● **Textauszug**
>>>

Das Berufungsgericht gab dem Klagebegehren statt. Der Oberste Gerichtshof gab der Revision des Beklagten nicht Folge.
Rechtliche Beurteilung
Aus den Entscheidungsgründen:
Unter dem Gesichtspunkte der unrichtigen rechtlichen Beurteilung verweist der Beklagte darauf, daß der Kläger die mit dem Schreiben vom 27. September 1947 angebotene Sicherungsübereignung infolge des Vorbehaltes nicht angenommen habe und daß die nachträgliche Änderung des Schlosses durch den Kläger daher eine einseitige Handlung sei. Der Kläger habe den Wilhelm K. später sogar aufgefordert, die Arbeit in der Werkstätte wieder aufzunehmen. In dem am 14. Oktober 1947 verfaßten Entwurf sei die Sicherungsübereignung nicht erwähnt worden. Der Beklagte läßt hiebei außer acht, daß das Berufungsgericht festgestellt hat, daß sich der Vorbehalt des Klägers nur darauf bezog, daß er seine Forderung durch die übergebenen Fahrnisse noch nicht als hinreichend gedeckt ansehe. Die auf Grund des ergänzten Beweisverfahrens vorgenommenen Feststellungen des Willens der Parteien bei Abschluß des Vertrages sind tatsächlicher Art und können in dritter Instanz nicht angegriffen werden. Bei der Verfassung des Vertragsentwurfes vom 14. Oktober 1947 war von einer Aufhebung der Sicherungsübereignung keine Rede. Der Kläger hat vielmehr durch seinen Anwalt mit Schreiben vom 29. Oktober 1947 dem Wilhelm K. die Geltendmachung der vereinbarten Sicherheit angedroht. Wenn aber der Kläger die ihm angebotene Sicherheit trotz des von ihm gemachten Vorbehaltes in einer dem Wilhelm K. erkennbaren Weise angenommen hat, so hätte es eines besonderen Aktes bedurft, um die Sicherheit wieder aufzuheben. Die Sicherungsübereignung muß mit Rücksicht auf die Konkurs- und Ausgleichsordnung (§ 10) als ein genügender Rechtstitel für die Übertragung des Eigentumsrechtes angesehen werden. Sie kann wirksam durch eine Gewahrsamsänderung, nicht aber durch Erklärung, vollzogen werden. Unter dieser Voraussetzung kann sie auch die Grundlage einer Entwährungsklage bilden (Neumann, Kommentar zur EO. I, S. 183). Bei einer Gesamtsache, wie sie die Werkstätteneinrichtung darstellt, ist die Übergabe durch Zeichen zulässig (§ 427 ABGB.). Der Inhalt versperrter Behältnisse wird durch die Ausfolgung des Schlüssels übergeben. Der Kläger hat von der Werkstätteneinrichtung durch die Übernahme der Schlüssel und die Änderung des Schlosses Besitz ergriffen.

<<<

(Gesammelte Dateneinträge)
>>>

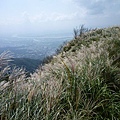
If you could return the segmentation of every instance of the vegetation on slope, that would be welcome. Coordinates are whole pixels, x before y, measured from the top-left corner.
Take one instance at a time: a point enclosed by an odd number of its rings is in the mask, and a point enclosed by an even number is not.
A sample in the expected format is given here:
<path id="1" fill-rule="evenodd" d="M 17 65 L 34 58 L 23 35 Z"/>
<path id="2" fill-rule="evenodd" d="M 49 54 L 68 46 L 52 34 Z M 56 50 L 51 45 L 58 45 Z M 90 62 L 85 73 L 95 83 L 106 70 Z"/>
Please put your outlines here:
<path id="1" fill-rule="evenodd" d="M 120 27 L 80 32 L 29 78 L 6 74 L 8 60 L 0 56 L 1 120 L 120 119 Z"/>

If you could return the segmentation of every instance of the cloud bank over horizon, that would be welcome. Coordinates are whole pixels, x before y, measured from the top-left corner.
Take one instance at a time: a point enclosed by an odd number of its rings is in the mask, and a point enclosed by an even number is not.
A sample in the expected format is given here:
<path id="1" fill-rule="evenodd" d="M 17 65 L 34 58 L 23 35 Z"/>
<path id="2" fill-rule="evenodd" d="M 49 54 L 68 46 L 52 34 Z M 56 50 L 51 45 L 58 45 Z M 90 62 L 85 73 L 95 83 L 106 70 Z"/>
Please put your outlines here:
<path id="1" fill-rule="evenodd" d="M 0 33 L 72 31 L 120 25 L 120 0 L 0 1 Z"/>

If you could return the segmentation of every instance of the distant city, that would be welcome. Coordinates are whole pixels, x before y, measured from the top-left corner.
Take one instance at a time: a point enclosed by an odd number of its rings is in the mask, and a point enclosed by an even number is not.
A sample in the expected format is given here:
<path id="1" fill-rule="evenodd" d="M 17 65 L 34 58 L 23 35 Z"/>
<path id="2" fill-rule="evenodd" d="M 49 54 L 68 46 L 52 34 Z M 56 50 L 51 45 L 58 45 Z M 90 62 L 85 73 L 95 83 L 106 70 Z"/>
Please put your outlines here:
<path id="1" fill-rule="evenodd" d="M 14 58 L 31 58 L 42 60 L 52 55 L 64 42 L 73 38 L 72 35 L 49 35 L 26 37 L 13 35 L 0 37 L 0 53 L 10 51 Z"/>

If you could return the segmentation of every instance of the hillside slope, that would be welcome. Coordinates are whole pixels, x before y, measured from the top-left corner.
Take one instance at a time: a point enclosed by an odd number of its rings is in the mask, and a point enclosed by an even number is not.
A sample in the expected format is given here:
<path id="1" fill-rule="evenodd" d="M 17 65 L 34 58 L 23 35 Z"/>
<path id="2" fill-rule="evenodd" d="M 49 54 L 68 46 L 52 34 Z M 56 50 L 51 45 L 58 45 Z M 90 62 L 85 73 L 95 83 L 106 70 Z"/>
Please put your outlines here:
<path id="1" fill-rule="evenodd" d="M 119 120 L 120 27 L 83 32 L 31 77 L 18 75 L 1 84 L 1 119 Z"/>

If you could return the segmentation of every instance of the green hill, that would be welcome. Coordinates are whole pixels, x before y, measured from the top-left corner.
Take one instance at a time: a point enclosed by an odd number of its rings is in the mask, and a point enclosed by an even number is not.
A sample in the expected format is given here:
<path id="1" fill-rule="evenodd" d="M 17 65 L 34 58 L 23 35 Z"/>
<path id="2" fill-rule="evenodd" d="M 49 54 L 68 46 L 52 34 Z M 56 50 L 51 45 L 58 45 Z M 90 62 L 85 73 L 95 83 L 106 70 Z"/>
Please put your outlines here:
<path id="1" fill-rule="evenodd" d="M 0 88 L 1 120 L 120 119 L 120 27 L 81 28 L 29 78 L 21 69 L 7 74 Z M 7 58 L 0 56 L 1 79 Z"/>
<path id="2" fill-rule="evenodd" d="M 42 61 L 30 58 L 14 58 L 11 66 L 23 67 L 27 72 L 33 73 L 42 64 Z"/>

<<<
>>>

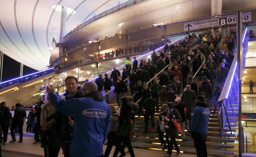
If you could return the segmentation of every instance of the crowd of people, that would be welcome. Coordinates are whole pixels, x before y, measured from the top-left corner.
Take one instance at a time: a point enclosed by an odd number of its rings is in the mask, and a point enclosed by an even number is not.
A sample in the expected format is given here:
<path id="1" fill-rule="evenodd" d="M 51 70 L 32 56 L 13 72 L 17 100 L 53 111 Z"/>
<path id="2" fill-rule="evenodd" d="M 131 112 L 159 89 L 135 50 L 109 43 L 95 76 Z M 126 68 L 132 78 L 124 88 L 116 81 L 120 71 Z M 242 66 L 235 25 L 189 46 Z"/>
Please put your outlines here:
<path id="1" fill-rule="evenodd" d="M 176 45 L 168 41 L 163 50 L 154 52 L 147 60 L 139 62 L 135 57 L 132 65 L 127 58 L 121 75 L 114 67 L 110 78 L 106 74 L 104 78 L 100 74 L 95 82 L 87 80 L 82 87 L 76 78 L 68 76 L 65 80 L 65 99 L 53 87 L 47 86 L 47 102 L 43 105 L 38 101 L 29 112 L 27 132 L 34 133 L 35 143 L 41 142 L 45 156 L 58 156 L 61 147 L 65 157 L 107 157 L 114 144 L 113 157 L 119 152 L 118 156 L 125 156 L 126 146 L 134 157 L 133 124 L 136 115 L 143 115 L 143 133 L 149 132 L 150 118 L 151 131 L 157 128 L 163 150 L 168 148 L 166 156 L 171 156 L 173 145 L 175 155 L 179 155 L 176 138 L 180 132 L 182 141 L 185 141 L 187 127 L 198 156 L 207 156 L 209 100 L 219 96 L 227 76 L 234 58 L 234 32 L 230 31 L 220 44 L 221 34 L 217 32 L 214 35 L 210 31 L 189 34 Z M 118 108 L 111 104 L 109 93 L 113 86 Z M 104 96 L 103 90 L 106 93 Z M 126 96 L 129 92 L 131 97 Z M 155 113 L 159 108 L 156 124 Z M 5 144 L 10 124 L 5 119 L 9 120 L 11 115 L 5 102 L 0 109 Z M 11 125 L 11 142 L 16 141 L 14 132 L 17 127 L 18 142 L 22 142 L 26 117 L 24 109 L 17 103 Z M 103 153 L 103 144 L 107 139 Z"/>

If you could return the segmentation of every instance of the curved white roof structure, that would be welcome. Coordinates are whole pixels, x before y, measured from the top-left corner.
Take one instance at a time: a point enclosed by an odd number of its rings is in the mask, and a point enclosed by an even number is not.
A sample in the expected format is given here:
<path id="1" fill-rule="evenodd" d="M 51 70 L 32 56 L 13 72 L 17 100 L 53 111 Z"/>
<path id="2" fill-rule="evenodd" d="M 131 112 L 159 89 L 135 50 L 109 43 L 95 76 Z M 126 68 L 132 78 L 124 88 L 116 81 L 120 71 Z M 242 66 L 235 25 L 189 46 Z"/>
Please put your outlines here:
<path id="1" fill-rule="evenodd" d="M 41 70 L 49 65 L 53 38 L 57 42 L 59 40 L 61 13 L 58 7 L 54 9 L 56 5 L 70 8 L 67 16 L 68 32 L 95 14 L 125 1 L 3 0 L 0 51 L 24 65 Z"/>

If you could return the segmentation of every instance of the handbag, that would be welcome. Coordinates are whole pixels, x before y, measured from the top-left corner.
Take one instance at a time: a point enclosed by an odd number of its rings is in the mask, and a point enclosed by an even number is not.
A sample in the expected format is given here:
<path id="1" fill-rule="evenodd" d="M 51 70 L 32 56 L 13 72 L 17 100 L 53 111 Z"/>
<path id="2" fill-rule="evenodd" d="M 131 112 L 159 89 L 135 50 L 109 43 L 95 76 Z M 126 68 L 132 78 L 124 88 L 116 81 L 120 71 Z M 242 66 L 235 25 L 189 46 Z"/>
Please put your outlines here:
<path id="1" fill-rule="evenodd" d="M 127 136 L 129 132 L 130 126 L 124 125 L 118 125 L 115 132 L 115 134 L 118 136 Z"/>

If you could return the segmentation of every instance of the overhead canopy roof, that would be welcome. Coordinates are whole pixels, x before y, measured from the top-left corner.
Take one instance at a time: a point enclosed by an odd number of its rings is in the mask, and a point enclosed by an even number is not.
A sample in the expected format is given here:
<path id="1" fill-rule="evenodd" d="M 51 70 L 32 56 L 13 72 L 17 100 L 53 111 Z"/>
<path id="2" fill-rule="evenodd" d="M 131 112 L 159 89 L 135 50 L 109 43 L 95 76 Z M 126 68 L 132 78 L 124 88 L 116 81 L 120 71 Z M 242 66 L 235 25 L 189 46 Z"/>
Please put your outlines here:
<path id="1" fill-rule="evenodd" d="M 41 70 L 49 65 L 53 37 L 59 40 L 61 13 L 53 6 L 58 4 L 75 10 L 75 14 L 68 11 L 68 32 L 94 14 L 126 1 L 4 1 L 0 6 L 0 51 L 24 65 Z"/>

<<<
>>>

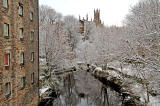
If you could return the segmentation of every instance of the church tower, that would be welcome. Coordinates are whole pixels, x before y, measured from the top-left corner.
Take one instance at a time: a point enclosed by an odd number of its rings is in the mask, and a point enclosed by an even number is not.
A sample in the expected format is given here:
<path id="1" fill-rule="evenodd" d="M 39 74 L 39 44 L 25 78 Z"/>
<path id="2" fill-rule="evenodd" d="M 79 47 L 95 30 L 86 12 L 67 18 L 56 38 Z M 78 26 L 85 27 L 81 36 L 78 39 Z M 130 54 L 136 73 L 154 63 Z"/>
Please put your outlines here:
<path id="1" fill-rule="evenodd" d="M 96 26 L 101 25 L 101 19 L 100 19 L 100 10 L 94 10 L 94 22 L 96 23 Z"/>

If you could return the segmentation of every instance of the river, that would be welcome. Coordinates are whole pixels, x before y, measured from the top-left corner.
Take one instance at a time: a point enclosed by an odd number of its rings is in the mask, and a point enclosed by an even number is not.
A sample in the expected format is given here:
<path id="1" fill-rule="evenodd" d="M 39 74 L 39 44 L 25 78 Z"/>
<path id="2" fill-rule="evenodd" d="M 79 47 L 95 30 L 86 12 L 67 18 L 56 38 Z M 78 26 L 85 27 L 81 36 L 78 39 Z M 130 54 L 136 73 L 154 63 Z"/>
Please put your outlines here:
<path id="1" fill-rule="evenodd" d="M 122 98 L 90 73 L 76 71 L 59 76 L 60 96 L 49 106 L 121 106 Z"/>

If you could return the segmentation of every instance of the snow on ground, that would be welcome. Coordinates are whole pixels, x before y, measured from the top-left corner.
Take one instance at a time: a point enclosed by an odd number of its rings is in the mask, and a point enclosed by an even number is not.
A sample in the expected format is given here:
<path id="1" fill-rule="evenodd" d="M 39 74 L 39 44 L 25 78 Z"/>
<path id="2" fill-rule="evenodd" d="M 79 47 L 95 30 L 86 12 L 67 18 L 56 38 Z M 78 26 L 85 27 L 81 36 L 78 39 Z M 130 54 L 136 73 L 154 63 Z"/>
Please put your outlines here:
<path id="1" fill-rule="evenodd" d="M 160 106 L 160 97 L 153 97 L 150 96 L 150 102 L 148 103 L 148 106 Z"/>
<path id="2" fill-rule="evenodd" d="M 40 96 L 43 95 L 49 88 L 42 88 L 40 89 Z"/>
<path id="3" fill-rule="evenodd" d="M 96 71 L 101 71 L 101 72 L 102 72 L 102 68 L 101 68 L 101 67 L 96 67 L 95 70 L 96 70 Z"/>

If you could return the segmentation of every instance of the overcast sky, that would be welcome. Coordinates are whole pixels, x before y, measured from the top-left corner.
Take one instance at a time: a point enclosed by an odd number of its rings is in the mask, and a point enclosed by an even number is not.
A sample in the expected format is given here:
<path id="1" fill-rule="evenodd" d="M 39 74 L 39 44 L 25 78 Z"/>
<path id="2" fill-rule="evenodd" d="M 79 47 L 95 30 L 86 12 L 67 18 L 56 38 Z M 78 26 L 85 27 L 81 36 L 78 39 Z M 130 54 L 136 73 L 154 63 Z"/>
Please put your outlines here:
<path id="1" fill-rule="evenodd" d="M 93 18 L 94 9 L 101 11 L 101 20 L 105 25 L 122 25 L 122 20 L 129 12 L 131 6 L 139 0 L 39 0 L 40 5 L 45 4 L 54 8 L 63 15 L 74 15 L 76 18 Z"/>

<<<

● **Aufgabendetails**
Prüfe, ob die folgenden Aussagen zum Textauszug passen. Gib zu jeder Aussage Ja oder Nein an und zitiere die Worte aus dem Textauszug, die den Ausschlag geben.
1. Das Berufungsgericht hat die Klage abgewiesen.
2. Eine Sicherungsübereignung kann wirksam durch eine bloße Erklärung vollzogen werden.
3. Der Inhalt versperrter Behältnisse wird durch die Ausfolgung des Schlüssels übergeben.

● **Antwortfeld**
1. Nein: „Das Berufungsgericht gab dem Klagebegehren statt.“
2. Nein: „Sie kann wirksam durch eine Gewahrsamsänderung, nicht aber durch Erklärung, vollzogen werden.“
3. Ja: „Der Inhalt versperrter Behältnisse wird durch die Ausfolgung des Schlüssels übergeben.“